Turn every line of the items below into a Markdown table with the columns "No." and "Text", numbering the rows and skipping blank lines. Leave the pictures out.

+ + + + + + +

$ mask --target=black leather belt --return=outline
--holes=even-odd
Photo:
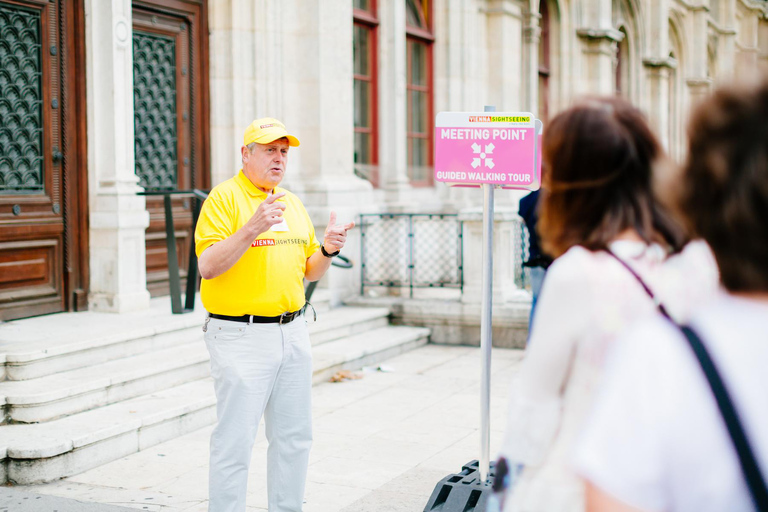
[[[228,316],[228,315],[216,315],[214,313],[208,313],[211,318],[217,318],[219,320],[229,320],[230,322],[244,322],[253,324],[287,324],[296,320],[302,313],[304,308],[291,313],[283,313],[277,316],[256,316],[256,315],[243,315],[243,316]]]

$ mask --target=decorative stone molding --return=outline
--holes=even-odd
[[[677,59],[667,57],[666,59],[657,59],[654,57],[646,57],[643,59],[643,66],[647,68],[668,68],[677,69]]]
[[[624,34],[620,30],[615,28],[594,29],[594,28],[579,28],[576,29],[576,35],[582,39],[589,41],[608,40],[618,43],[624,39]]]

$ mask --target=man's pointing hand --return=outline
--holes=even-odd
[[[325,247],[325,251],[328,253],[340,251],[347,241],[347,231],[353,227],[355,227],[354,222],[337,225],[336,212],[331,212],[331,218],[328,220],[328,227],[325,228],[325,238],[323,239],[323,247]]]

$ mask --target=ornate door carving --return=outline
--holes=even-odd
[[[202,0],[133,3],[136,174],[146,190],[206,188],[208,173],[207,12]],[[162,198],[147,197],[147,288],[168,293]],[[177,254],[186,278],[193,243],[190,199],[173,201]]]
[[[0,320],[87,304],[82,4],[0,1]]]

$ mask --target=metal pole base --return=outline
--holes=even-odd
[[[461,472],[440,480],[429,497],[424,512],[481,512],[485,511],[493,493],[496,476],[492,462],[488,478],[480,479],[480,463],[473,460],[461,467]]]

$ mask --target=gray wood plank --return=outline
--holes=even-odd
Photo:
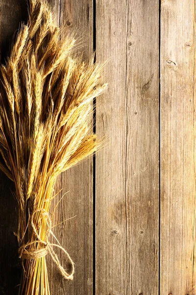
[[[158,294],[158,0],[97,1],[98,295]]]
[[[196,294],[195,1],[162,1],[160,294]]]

+ + + + + + +

> **Exercise solution**:
| No. | Text |
|---|---|
| 1 | $ mask --target=black leather belt --return=outline |
| 2 | --holes=even-odd |
| 3 | Photo: |
| 4 | [[[228,316],[228,315],[216,315],[214,313],[208,313],[211,318],[217,318],[219,320],[229,320],[230,322],[244,322],[253,324],[287,324],[296,320],[302,313],[304,308],[291,313],[283,313],[277,316],[256,316],[256,315],[243,315],[243,316]]] |
| 5 | $ mask --target=decorative stone molding --return=outline |
| 6 | --holes=even-odd |
| 7 | [[[677,59],[667,57],[666,59],[657,59],[654,57],[646,57],[643,59],[643,66],[647,68],[668,68],[677,69]]] |
| 8 | [[[624,34],[620,30],[615,28],[594,29],[594,28],[579,28],[576,29],[576,35],[582,39],[589,41],[608,40],[618,43],[624,39]]] |
| 9 | $ mask --target=man's pointing hand --return=outline |
| 10 | --holes=even-odd |
| 11 | [[[325,247],[325,251],[328,253],[340,251],[347,241],[347,231],[353,227],[355,227],[354,222],[337,225],[336,212],[331,212],[331,218],[328,220],[328,227],[325,228],[325,238],[323,239],[323,247]]] |
| 12 | $ mask --target=ornate door carving --return=outline |
| 13 | --holes=even-odd |
| 14 | [[[202,0],[133,3],[136,174],[146,190],[206,188],[208,173],[207,12]],[[162,198],[147,197],[147,288],[168,293]],[[177,254],[186,278],[193,243],[190,199],[173,201]]] |
| 15 | [[[0,320],[87,304],[82,4],[0,1]]] |
| 16 | $ mask --target=metal pole base --return=outline |
| 17 | --holes=even-odd |
| 18 | [[[461,472],[440,480],[429,497],[424,512],[481,512],[485,511],[493,493],[496,476],[492,462],[488,478],[480,479],[480,463],[473,460],[461,467]]] |
| 19 | $ mask --target=gray wood plank --return=outline |
| 20 | --holes=even-odd |
| 21 | Photo: |
| 22 | [[[158,294],[158,0],[97,1],[98,295]]] |
| 23 | [[[196,294],[195,1],[162,1],[160,294]]] |